It’s really helpful for me to go to the worst-case scenario and confront it. Then I’m not scared and running. The problem just doesn’t feel as solid. I can approach it almost like a puzzle of: “All right, what pieces need to be moved around? How do we break it up into little steps that get us toward a solution?”
How does that go in your mind?
Like, What if all this went away — the business, the house? OK, well, they can never get a lien on my husband and my kids, and I’ll figure out how to re-create or learn a lesson from this. Just being willing to have the worst-case scenario happen, and realize you’re still alive, opens up possibilities for me. Yes, you might’ve lost everything, but you are capable of re-creating something. We don’t only get one chance.
Speaking of failure and only chances, there have been several high-profile young female founders in the news publicly stumbling. Audrey Gelman of the Wing, Tyler Haney of Outdoor Voices, Steph Korey of Away. Even Girlboss’s Sophia Amoruso stepped down.
I think it’s extraordinarily sad that men have done just as much, if not more, of whatever these women were accused of and either don’t leave or aren’t painted in the way they’re painted. I know from some of these women being my colleagues that they’re wondering, Do female founders have a target on their back? My advice is: How do you not go away and burrow into a hole? Because it just shows everyone, “Oh, it was that easy to get her out.”
Some of these women have been like, “Yes, I erred. Here’s how I’m fixing it. And I’m sticking around.” I feel like that’s the example we need to set for our girls.
For many female entrepreneurs, this whole pandemic “she-cession” has been really tough, especially facing a
22 percent drop in VC funding. How was it all playing out at the Female Founder Collective?
Since COVID, we’ve done more than 100 webinars, trying to help them with their biggest needs. We also did a free program funded by UBS for 50 founders — we had more than 550 applicants — teaching the basics of fundraising, how to pitch, how to make a deck. And those women combined have gone on to raise $15 million in the pandemic.
When the pandemic hit at Rebecca Minkoff, was there a moment you realized, Oh, shit?
Oh, it wasn’t just Oh, shit. It was Oh, fuck.
§
§ TASK SET:
• 1. Use the interview about female founders to answer these, labeling each answer (a), (b) or (c).
(a) What percentage drop in VC funding is mentioned?
(b) How many applicants were there for the free program funded by UBS?
(c) Who is named as the founder of Outdoor Voices?
• 2. Extend the interview about female founders with a few more lines, picking up after its final reply.

§ LISTED ENTRIES:
§
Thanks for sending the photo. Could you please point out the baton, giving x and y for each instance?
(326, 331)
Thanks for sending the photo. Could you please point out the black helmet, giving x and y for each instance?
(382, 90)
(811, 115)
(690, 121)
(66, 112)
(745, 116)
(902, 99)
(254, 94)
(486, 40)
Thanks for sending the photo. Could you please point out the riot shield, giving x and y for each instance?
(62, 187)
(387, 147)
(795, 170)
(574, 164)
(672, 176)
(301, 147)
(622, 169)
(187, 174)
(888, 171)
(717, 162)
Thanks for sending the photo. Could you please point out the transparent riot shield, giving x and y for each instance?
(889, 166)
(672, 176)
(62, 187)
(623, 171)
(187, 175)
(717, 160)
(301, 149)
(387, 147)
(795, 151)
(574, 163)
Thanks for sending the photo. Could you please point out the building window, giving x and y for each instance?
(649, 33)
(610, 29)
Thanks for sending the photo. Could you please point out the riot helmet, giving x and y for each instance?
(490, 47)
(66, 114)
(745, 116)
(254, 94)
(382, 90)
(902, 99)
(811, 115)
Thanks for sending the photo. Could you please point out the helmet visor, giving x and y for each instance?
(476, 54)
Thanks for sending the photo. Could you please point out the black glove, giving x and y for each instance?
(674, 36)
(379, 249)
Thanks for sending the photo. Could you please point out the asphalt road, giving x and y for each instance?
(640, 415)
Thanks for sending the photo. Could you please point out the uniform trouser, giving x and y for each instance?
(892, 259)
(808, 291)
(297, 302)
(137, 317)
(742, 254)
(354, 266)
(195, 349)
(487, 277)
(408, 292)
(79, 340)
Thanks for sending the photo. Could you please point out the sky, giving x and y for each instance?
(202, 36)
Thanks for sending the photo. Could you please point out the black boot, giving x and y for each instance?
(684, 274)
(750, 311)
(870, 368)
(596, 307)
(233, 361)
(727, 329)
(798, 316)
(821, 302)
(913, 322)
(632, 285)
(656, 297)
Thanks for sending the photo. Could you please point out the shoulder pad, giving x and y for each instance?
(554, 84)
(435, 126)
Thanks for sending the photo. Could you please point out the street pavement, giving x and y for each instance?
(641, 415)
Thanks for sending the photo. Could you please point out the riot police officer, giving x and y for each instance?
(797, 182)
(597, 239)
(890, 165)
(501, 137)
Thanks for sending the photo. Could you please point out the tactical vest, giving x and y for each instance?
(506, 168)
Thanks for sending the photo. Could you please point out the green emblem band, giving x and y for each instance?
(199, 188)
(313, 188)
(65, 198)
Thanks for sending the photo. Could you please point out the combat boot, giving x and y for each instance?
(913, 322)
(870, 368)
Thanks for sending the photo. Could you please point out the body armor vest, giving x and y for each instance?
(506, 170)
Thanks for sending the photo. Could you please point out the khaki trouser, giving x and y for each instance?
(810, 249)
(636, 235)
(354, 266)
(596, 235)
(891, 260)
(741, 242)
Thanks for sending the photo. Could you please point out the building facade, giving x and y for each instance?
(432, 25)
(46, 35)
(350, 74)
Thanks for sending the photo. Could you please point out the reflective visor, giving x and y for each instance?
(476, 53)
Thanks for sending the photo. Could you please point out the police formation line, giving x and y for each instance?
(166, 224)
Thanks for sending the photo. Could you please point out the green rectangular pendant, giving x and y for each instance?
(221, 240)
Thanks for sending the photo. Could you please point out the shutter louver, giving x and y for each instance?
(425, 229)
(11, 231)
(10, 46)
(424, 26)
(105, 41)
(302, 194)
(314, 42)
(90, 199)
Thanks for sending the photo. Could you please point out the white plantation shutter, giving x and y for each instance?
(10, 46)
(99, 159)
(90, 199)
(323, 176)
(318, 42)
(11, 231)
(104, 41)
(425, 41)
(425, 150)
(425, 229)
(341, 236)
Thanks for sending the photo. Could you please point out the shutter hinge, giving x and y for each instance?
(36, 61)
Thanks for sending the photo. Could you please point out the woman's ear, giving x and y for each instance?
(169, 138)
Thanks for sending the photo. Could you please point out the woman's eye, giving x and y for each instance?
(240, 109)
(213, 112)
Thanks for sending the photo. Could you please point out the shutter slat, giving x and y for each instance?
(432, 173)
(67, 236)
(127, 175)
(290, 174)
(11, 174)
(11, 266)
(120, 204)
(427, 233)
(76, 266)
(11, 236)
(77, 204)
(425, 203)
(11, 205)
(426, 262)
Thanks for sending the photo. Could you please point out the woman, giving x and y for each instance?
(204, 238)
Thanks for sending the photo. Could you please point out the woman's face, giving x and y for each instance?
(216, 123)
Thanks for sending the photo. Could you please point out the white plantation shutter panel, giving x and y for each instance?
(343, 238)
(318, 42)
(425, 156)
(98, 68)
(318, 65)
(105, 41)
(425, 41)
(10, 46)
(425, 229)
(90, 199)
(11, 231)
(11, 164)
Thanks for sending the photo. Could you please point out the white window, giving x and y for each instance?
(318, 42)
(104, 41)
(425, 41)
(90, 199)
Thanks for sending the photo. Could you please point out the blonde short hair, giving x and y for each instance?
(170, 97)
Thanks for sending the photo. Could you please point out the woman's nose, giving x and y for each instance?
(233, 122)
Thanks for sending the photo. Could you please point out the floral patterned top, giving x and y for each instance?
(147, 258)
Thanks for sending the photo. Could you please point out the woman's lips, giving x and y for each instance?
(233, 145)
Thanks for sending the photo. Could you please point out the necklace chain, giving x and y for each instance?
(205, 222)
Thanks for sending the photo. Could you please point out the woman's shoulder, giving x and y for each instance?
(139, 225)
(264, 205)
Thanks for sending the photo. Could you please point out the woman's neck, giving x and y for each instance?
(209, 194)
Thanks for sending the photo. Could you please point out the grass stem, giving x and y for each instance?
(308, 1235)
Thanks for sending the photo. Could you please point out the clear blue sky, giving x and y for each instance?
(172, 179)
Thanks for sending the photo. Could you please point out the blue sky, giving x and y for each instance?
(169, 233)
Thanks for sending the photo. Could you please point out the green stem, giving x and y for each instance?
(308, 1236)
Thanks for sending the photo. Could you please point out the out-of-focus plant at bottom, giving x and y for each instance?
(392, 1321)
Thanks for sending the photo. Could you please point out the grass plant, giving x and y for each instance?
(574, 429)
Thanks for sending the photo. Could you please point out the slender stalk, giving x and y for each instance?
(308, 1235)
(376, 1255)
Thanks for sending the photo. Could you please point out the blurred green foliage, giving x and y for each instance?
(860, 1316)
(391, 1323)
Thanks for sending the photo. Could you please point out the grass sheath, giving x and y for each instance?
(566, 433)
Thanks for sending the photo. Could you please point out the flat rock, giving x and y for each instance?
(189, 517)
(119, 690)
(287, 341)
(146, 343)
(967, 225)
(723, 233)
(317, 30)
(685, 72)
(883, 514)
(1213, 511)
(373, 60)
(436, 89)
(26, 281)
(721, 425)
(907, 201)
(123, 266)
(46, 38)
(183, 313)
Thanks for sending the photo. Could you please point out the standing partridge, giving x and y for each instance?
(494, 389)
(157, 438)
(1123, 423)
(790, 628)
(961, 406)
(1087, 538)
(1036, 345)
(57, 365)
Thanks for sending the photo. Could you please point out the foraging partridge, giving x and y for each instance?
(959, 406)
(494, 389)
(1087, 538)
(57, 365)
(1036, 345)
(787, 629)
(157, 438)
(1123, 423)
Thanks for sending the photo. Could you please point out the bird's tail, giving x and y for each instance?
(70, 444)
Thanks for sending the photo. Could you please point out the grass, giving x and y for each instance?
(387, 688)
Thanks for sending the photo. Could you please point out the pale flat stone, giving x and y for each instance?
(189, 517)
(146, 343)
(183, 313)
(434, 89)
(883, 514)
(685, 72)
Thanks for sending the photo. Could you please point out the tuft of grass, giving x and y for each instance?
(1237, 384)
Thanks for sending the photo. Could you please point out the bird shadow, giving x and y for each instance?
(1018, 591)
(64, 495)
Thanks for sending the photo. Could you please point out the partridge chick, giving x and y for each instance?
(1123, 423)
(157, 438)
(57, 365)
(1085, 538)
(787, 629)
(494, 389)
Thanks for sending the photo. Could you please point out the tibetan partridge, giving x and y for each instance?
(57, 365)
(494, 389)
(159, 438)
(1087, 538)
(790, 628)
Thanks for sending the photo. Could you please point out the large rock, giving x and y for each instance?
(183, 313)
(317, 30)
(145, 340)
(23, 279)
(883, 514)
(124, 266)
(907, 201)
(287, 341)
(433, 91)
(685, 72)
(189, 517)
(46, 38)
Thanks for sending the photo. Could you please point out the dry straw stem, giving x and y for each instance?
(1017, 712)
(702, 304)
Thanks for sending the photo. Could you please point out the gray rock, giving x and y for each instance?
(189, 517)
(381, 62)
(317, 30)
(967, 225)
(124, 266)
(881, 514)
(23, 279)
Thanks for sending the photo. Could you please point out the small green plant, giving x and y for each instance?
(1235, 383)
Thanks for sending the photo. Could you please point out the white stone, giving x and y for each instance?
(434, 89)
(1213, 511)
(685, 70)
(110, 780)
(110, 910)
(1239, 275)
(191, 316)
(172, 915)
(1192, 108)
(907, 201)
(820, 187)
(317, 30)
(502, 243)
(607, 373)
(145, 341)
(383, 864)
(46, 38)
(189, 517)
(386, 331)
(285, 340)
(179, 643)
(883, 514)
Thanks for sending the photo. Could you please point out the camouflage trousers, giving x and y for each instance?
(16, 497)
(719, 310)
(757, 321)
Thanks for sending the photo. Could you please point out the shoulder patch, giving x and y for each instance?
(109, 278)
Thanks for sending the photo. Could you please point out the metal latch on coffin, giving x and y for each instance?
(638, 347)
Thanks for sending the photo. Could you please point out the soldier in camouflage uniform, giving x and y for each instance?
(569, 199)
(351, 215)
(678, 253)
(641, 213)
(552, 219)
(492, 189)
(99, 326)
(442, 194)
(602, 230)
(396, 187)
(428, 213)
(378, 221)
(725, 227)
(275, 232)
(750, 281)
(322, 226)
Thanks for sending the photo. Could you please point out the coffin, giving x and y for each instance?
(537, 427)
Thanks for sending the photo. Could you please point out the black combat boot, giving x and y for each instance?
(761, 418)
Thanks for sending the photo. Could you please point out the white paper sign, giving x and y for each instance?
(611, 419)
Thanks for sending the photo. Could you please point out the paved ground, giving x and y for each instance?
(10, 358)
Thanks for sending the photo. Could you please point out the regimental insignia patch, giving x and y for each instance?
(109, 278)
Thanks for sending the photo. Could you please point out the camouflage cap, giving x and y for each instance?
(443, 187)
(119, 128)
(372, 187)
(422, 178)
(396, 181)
§
§ YOUR WRITTEN ANSWERS:
• 1.
(a) 22 percent
(b) More than 550
(c) Tyler Haney

• 2.
Every single one of our stores canceled their orders, and our business dropped by 50 percent. We had to lay off and furlough about half our staff, which was awful, and close our own two stores — the one in L.A. ended up getting hit pretty hard in the riots. The easy thing would have been to just say: “COVID casualty. We went out of business.” But we [her brother Uri Minkoff is cofounder] felt like we owed it to the team and to ourselves after 20 years of this. So we said, “Let’s give it our all. If we go down trying, we know we gave it our best shot.” With that mentality, it was like 2006 all over again.
Like a startup.
One hundred percent. It was like, “How do we reach our customer? How do we get organic traffic?” We just have our website, and literally the sales we do each day are what we eat off.
Your book was going to contain 20 rules, but you ended up adding rule #21, “It’s endless: Success is being able to keep going.” Where are you now?
We’ve been able to hire back 80 percent of our furloughed employees and some of the others. In October, we’re going to launch a new home category. Our two stores are still closed, but Chinese livestreamers have been coming in every week and leaving with huge orders that we ship back to their audience in China. Our wholesale partners are back, and, yes, they’re ordering. But we’re just going into all this with a different mindset.
Pre-pandemic, we had a culture of “It’s not my job.” But when we all faced evisceration, it was like, “How can I help? I’ll do more.” It’s been really beautiful to see that change. We’re all doing five jobs and stressed out of our minds, but we’ve become the true definition of a team. It’s powerful for us as a brand to take our own story back.